Description of the task: Track down every line below that holds "rightmost" and copy it.

Excerpted records:
# # # # # # #
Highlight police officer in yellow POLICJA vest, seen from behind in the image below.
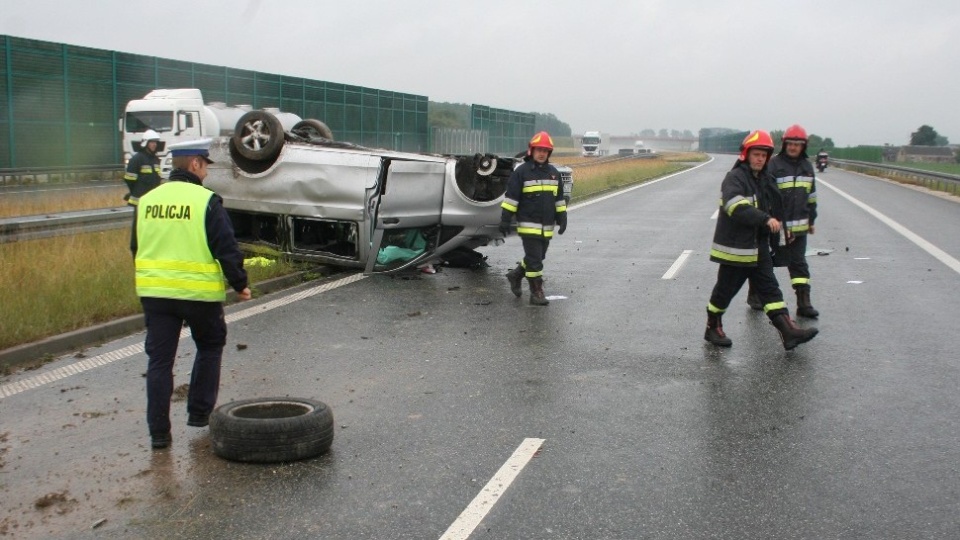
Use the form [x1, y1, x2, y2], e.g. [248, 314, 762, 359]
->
# # # # # # #
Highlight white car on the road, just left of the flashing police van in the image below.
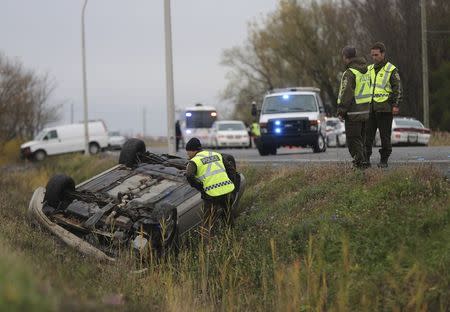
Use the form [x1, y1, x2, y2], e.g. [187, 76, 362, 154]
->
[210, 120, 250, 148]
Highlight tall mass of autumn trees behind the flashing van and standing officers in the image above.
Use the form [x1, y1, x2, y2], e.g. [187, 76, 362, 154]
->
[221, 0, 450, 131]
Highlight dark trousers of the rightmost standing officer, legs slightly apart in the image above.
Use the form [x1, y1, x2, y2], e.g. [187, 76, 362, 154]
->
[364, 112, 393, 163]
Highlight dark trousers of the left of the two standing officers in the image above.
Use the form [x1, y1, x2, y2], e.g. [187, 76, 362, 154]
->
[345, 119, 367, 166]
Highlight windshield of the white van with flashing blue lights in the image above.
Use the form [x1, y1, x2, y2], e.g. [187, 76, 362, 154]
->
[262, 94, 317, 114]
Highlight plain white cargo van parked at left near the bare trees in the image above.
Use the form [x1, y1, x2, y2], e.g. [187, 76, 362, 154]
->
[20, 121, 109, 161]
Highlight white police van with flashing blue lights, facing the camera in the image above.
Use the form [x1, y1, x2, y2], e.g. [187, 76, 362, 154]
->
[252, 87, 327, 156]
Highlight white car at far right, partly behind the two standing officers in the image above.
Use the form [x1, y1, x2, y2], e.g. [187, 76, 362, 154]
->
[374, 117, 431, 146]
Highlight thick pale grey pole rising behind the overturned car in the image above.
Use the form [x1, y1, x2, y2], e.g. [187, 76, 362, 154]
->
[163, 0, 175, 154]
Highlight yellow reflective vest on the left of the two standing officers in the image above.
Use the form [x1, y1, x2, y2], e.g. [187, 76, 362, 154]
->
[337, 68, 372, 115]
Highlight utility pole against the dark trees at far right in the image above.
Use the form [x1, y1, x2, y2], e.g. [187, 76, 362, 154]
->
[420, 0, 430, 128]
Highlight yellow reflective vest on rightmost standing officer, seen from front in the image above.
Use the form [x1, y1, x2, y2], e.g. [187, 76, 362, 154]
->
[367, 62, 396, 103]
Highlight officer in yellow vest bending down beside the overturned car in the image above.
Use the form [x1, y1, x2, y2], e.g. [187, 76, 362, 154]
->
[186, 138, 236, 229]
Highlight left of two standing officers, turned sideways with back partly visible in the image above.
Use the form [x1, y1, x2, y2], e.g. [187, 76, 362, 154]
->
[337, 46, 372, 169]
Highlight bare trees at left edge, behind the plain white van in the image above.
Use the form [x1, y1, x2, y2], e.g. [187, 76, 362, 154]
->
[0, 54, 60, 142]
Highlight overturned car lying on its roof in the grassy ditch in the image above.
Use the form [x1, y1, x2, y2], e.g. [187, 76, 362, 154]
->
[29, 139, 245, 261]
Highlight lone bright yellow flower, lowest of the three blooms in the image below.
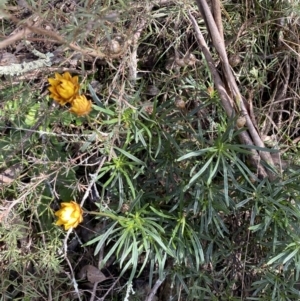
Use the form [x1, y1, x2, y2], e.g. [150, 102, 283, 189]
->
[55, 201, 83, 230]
# # # # # # #
Result:
Highlight dark trousers of the rightmost standing officer, legs slightly apart in the image above.
Highlight yellow reflective vest on rightmost standing officer, seen from front in the image above.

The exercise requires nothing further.